-- RECORD EXTRACTS follows --
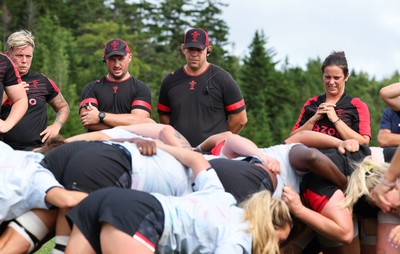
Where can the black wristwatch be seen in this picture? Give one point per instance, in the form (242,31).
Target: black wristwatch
(101,116)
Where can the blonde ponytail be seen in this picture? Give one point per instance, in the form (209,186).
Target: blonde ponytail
(265,214)
(366,176)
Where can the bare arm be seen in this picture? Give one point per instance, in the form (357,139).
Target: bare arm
(90,118)
(189,158)
(236,146)
(321,140)
(387,138)
(237,121)
(391,96)
(308,159)
(164,119)
(60,106)
(208,144)
(163,132)
(387,183)
(348,133)
(17,95)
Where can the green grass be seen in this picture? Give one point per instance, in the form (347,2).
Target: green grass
(46,248)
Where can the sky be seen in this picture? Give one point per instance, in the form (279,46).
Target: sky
(368,31)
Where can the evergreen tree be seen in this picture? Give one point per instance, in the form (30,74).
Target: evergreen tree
(256,81)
-- RECORD EXTRACTS concluded --
→ **REQUIREMENT**:
Retype, without changes, the lines from the line holding "Target: sky" to the end of the data, both ends included.

→ **EXPECTED OUTPUT**:
Target: sky
(368,31)
Where can the evergreen tree be seen in this picture? Give one point per instance, in the form (30,74).
Target: evergreen tree
(256,81)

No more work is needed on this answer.